• _Directions_
When you come to a picture, pass over it, and set down the entries below exactly.

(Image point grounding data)

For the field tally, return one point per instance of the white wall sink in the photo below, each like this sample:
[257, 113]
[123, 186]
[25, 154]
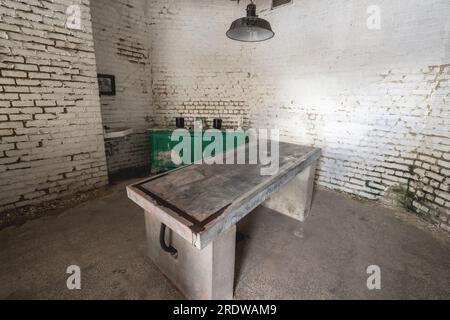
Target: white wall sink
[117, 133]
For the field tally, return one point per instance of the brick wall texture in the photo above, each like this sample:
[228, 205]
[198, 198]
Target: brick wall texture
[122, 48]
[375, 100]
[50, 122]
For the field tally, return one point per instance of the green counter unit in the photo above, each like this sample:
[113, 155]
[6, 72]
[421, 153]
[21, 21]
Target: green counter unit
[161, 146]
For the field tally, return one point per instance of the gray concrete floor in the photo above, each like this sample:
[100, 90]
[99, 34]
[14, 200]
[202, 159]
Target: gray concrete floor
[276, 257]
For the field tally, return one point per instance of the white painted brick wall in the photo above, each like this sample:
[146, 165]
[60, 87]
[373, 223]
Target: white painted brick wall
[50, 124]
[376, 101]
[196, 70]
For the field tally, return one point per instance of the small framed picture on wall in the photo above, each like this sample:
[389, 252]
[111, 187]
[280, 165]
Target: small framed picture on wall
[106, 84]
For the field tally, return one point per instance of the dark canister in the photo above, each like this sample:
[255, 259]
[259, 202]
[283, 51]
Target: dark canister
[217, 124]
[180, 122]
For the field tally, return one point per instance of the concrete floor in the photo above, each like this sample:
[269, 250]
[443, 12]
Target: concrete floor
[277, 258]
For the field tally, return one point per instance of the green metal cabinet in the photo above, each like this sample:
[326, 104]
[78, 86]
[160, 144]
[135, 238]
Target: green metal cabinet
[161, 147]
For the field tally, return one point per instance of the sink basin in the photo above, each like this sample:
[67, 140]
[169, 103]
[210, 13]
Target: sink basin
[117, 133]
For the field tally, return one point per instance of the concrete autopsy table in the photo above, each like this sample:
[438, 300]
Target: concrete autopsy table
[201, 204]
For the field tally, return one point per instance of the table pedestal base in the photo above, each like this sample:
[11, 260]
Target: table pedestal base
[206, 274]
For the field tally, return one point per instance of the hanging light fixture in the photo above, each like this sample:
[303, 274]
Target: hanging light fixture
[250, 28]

• _Reply to the exercise_
For the field tally, return one point per instance of the white wall sink in the photo below, each like this sample:
[257, 113]
[123, 186]
[25, 154]
Target: white wall sink
[117, 133]
For the field tally, return one point per instance of the brick wall texture in the photo above, each like this sample:
[228, 205]
[198, 198]
Target: brick wall texture
[122, 48]
[375, 100]
[50, 122]
For the field tally, return one point per instance of the green counter unit in the photo above, each like this sample:
[113, 155]
[6, 72]
[421, 153]
[21, 21]
Target: green counter unit
[161, 146]
For the field tally, return one point per instance of the gray concrete floor in the photo above, each like this sample:
[100, 90]
[99, 34]
[14, 200]
[202, 159]
Target: gray concrete floor
[276, 257]
For the field tally, return one point per instance of the white painted brick wall in the photo above, each like this sample:
[146, 165]
[60, 87]
[373, 223]
Target: white painted brick wall
[50, 124]
[376, 101]
[196, 70]
For the field tally, return one point per instance of the small framed picture on wall in the photo above, each like this sample:
[389, 252]
[111, 187]
[280, 165]
Target: small framed picture on wall
[106, 84]
For the field tally, return one point per instance of the dark canister in the photo above, each like this sample:
[255, 259]
[259, 202]
[283, 51]
Target: dark canister
[217, 124]
[180, 122]
For the field tally, return one point per instance of the concrete floor in the photo above, each like this sample:
[269, 250]
[443, 12]
Target: concrete floor
[277, 258]
For the field tally, return one point per instance of the green metal cabinet in the photo above, each like this sample:
[326, 104]
[78, 86]
[160, 144]
[135, 238]
Target: green metal cabinet
[161, 147]
For the field tally, return one point per instance of the sink basin in the photo above, each like this sample:
[67, 140]
[169, 103]
[210, 13]
Target: sink basin
[117, 133]
For the field tally, return one point per instance of the concrete autopsy table in the photo above, each like this sample:
[438, 300]
Target: concrete autopsy table
[201, 204]
For the field tally, return one point per instance of the table pedestal base in the photo above, each like this sample:
[11, 260]
Target: table pedestal base
[206, 274]
For the field tally, return one point per instance of the hanging light fixture in the photo above, each like this sample:
[303, 274]
Target: hanging light fixture
[250, 28]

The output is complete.